■ **Tarefa**: No texto sobre a precariedade laboral dos jovens, com que idade conseguiu Paula o seu primeiro emprego qualificado?

■ **Texto do exercício**:
______
Paula dá um rosto a um dos milhares de casos para os quais o mercado de trabalho tem sido um abismo de desespero. Com menos de 30 anos e jornalista, trabalhou desde os 18 em empregos precários: vendedora de chocolates, empregada de mesa em restaurantes e hotéis de luxo. Conseguiu o seu primeiro emprego qualificado aos 23 anos, com um contrato a tempo parcial indesejado. “Quando comecei, recebia menos de 700 euros por um contrato a tempo parcial. Tinha de trabalhar fora de horas, incluindo aos fins-de-semana, e estavam constantemente a pedir-me tarefas fora de horas. Tentei aceitar por medo de perder o emprego e por causa das promessas de melhorias, mas quatro anos depois continuo com um contrato a tempo parcial imposto e um salário miserável”, explica. A situação também afetou a sua saúde mental: “Passei muitas horas em terapia – pagas por mim, claro – a aprender a estabelecer limites para o trabalho. Está a desgastar a minha saúde mental, a esgotar as minhas ambições profissionais e a prejudicar as minhas relações pessoais”, conclui.
Perante as suspeitas de que a situação precária dos jovens se poderia dever a baixas qualificações, os dados desmentem-nas. A Espanha, juntamente com a Grécia, destaca-se pela sobrequalificação dos jovens entre os 20 e os 34 anos. Segundo o Eurostat, 35% dos jovens têm um nível de educação superior ao necessário para o trabalho que estão a desempenhar, enquanto a média europeia é de 22%.
Redefinir o sucesso
A frustração de um mercado de trabalho que sufoca os jovens com longos horários de trabalho, trabalho clandestino e baixos salários levou a uma grande mudança na forma como encaram o trabalho. Os jovens popularizaram um novo conceito, a “quiet ambition ” (ambição silenciosa) , desafiando a crítica de que são a “geração de vidro”. Devido à falta de horizontes profissionais, o trabalho deixou de ser uma forma de realização pessoal. O termo não significa que os jovens não tenham ambição, mas que dão prioridade a outras questões como a saúde mental, o lazer, o tempo livre, a vida social e pessoal em detrimento de longos horários de trabalho que nunca se traduzem em salários mais elevados. É necessário ter tempo para o lazer, para a família, para o desporto ou para viajar, sem ficar emocional e mentalmente sobrecarregado. A aspiração é trabalhar menos para ter mais tempo livre. Precisamente, a pressão dos sindicatos e dos trabalhadores para reduzir o horário de trabalho está a aumentar e os jovens são um dos principais grupos que mais a apoiam.
______
■ **Registos fornecidos**:
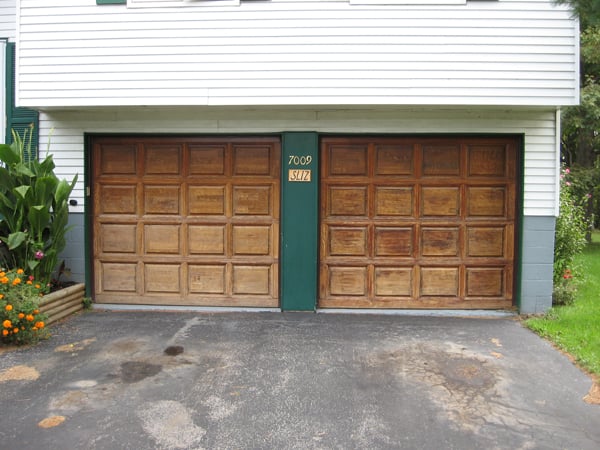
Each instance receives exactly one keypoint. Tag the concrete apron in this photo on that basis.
(146, 379)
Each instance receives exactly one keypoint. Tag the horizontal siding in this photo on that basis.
(67, 133)
(509, 52)
(8, 19)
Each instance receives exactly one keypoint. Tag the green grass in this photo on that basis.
(576, 328)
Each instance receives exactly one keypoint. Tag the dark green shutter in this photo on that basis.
(19, 119)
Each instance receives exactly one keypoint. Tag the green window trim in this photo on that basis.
(17, 118)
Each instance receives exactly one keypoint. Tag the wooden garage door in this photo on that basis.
(417, 223)
(186, 221)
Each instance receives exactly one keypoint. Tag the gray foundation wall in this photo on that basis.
(537, 256)
(537, 259)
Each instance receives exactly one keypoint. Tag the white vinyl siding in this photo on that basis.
(286, 52)
(8, 19)
(537, 126)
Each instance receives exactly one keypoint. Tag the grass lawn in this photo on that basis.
(576, 328)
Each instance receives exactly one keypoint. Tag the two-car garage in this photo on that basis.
(404, 222)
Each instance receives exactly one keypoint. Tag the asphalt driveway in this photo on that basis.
(157, 380)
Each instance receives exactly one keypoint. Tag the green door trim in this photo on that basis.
(299, 221)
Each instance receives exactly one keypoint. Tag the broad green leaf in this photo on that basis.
(16, 239)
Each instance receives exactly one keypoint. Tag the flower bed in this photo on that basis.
(62, 303)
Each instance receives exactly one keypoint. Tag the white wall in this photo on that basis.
(8, 19)
(297, 52)
(538, 126)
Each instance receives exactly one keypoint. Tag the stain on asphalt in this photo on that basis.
(134, 371)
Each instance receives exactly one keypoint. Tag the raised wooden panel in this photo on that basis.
(162, 200)
(207, 279)
(393, 241)
(117, 199)
(440, 201)
(348, 201)
(485, 282)
(348, 160)
(487, 161)
(394, 201)
(118, 277)
(441, 160)
(485, 241)
(118, 159)
(251, 240)
(186, 220)
(252, 200)
(436, 219)
(207, 160)
(206, 239)
(117, 238)
(206, 200)
(254, 280)
(440, 241)
(252, 160)
(162, 239)
(162, 278)
(486, 201)
(393, 282)
(162, 159)
(348, 241)
(350, 281)
(439, 281)
(394, 159)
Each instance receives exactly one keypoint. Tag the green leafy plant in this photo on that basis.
(569, 241)
(21, 321)
(34, 210)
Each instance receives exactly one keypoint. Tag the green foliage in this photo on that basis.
(575, 328)
(569, 240)
(21, 321)
(34, 210)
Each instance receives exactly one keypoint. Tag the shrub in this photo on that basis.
(20, 319)
(34, 210)
(569, 241)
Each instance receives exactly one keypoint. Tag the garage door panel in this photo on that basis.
(487, 160)
(487, 201)
(163, 159)
(206, 200)
(394, 282)
(117, 199)
(161, 199)
(207, 239)
(440, 241)
(117, 159)
(162, 239)
(347, 201)
(440, 201)
(438, 220)
(394, 201)
(394, 241)
(441, 160)
(191, 221)
(117, 238)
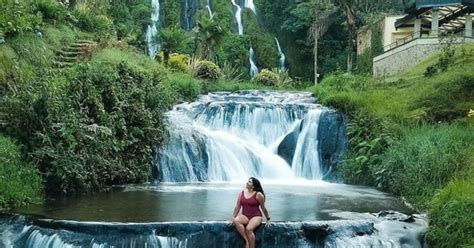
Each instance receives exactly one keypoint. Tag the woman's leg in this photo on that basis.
(239, 223)
(253, 223)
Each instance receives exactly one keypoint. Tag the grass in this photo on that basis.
(428, 139)
(20, 183)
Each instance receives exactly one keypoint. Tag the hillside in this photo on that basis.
(413, 135)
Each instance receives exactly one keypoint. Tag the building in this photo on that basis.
(410, 38)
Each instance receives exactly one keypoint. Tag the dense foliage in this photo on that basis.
(19, 181)
(413, 136)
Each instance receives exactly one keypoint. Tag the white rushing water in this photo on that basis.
(209, 9)
(229, 138)
(152, 30)
(282, 56)
(253, 65)
(238, 18)
(249, 4)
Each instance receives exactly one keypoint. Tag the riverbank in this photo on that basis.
(413, 135)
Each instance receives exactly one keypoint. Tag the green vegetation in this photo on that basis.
(20, 182)
(412, 135)
(266, 77)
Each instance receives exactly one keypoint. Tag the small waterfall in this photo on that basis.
(231, 136)
(152, 30)
(209, 10)
(253, 66)
(306, 159)
(249, 4)
(238, 18)
(282, 56)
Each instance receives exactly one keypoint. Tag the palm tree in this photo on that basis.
(171, 40)
(208, 33)
(322, 20)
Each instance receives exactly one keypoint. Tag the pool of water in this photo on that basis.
(172, 202)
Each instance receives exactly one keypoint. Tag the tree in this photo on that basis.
(322, 20)
(171, 40)
(208, 33)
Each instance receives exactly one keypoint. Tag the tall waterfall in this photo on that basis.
(229, 137)
(249, 4)
(152, 30)
(209, 9)
(253, 66)
(282, 56)
(238, 18)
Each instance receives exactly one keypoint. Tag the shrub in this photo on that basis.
______
■ **Espaço de resposta**: Paula conseguiu o seu primeiro emprego qualificado aos 23 anos.